# REQUIRED WORK
Each line from the one containing "Field-scouting request: tag every instance of the price" to the end of the records should be copied exactly, and no other line.

# RECORDS FOR PROCESSING
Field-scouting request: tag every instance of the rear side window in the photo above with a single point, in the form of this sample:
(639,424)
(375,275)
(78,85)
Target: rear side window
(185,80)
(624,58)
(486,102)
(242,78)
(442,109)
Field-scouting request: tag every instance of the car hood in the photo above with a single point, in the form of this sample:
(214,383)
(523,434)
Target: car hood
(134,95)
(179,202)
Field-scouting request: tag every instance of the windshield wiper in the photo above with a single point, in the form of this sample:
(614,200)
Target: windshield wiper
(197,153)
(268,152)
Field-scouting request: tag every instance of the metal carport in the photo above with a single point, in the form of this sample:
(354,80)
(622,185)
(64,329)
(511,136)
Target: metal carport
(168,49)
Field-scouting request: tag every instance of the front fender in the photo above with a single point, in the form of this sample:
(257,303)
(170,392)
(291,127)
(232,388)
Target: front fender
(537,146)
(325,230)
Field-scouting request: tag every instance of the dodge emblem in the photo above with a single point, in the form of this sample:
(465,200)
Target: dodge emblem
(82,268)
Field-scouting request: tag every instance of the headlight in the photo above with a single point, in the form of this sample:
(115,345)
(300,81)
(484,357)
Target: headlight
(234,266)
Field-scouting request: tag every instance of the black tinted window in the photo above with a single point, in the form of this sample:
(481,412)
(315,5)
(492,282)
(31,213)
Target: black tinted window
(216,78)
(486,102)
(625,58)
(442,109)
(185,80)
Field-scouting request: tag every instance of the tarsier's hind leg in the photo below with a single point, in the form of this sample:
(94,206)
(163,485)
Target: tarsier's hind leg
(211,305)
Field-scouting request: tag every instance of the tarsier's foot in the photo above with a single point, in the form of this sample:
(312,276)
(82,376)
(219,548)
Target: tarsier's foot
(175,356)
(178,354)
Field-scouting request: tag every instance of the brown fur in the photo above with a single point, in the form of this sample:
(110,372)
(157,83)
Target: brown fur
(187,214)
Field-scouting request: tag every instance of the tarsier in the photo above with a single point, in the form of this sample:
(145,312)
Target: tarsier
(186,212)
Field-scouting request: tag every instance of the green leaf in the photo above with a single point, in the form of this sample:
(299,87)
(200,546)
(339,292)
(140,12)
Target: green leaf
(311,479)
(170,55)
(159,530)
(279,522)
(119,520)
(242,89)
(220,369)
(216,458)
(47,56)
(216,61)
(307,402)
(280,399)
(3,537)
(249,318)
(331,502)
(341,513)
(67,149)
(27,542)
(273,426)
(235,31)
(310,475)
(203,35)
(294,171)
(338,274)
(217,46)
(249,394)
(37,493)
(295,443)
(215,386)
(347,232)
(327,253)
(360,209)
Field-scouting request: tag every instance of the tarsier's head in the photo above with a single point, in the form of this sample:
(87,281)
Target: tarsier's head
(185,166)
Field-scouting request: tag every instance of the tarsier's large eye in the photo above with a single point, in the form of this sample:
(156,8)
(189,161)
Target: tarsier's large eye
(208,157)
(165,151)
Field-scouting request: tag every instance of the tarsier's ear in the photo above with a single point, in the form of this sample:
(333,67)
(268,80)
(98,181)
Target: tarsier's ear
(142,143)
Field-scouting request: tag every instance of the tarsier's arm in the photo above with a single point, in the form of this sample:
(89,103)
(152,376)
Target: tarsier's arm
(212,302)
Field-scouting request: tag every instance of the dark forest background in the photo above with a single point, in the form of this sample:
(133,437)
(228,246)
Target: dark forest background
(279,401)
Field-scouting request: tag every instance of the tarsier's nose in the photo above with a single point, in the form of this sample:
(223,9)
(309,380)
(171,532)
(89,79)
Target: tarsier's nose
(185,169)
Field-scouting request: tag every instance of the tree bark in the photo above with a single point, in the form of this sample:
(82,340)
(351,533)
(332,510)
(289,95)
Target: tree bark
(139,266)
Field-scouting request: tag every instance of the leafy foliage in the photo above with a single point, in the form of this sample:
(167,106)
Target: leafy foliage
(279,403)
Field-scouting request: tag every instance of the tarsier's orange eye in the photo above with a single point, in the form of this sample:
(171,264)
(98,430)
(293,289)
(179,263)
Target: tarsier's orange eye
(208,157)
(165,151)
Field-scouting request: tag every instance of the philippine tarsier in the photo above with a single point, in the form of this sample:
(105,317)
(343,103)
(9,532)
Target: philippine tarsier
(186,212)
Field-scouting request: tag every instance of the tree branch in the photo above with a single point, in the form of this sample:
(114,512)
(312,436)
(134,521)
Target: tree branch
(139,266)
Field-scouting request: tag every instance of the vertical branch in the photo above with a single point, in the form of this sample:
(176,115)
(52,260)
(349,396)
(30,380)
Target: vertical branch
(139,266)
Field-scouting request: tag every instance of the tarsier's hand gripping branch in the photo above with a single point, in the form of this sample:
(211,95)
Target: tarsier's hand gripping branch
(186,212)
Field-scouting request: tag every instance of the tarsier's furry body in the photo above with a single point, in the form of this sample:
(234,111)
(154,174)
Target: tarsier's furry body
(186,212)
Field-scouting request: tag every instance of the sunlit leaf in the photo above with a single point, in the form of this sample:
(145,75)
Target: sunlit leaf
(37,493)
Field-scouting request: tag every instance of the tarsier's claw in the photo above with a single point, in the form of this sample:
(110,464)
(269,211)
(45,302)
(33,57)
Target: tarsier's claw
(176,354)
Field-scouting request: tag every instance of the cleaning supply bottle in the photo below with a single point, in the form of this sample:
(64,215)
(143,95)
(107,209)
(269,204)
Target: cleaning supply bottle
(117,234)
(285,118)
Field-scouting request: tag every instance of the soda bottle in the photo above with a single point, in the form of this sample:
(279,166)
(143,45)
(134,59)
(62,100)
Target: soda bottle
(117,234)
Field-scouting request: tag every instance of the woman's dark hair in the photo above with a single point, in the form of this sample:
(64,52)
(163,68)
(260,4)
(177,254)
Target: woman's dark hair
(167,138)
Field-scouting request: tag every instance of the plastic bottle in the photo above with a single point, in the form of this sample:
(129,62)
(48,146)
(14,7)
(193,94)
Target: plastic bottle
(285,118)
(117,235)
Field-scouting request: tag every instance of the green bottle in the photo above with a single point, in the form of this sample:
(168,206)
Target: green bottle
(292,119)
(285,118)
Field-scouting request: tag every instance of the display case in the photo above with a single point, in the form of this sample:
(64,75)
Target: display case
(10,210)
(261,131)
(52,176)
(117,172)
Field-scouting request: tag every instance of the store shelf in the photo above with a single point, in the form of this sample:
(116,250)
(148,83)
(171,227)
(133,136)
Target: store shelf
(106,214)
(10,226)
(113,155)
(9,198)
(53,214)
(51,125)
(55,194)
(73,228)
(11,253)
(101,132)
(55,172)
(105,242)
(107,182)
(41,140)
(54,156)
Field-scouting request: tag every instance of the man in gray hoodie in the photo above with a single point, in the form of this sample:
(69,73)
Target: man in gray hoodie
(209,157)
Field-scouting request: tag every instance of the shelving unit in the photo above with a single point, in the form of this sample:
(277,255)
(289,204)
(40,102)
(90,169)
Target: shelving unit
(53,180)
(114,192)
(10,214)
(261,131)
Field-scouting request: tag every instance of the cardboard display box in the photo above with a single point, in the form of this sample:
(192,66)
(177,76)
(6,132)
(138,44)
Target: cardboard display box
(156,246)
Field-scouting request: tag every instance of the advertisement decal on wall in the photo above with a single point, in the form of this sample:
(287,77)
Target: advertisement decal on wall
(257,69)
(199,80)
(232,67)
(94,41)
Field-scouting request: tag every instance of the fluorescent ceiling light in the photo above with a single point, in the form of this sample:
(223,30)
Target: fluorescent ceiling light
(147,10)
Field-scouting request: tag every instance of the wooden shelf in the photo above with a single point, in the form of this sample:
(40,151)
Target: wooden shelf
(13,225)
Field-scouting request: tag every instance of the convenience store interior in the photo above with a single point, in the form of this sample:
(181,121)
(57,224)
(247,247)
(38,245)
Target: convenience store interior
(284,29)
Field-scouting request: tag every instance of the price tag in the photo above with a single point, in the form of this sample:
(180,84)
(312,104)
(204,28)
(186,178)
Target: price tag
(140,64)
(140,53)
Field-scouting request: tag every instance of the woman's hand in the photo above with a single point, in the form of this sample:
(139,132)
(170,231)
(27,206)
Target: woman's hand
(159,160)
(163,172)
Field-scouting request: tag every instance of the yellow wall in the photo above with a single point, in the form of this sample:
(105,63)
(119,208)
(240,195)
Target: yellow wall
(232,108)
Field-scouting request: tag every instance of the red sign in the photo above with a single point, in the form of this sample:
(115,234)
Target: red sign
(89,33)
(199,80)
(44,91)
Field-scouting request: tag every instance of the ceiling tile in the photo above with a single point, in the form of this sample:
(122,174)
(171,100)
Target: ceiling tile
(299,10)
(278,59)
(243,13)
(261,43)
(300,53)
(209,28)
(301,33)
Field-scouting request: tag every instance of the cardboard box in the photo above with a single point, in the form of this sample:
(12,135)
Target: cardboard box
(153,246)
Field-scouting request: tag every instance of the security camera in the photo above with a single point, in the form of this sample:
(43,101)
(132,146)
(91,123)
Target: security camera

# RESULT FOR THIS TASK
Field-scouting request: tag every instance of the price tag in the photo above with a single point, in the form of this sample:
(180,84)
(312,104)
(204,28)
(186,178)
Target: price tag
(140,64)
(140,53)
Field-scouting request: tag every instance of the woman's hand in the photo above with a single point, in the form of this sample:
(139,132)
(170,231)
(27,206)
Target: woman's hand
(159,160)
(163,172)
Field-scouting request: tag every instance of the yellow wall in the photo above with a single point, in the form of this sample:
(105,63)
(119,208)
(240,195)
Target: yellow wall
(232,108)
Field-scouting request: tag every instance of the red sign in the photo above with a single point, in the form of this sample:
(115,234)
Target: red sign
(89,33)
(199,80)
(44,91)
Field-scouting request: tag every instance of the ceiling tile in the photo above with a single point, in the form of this sample:
(122,174)
(171,100)
Target: ceiling tile
(299,10)
(278,59)
(243,13)
(261,43)
(300,53)
(209,28)
(301,33)
Field-scouting request: tag every instance of the cardboard box in the photo above with a single point, in the form of this sample:
(12,135)
Target: cardboard box
(153,246)
Field-scouting request: tag every instance of the security camera in the photo above with a single point, in the form of this sample:
(43,101)
(132,146)
(91,123)
Target: security camera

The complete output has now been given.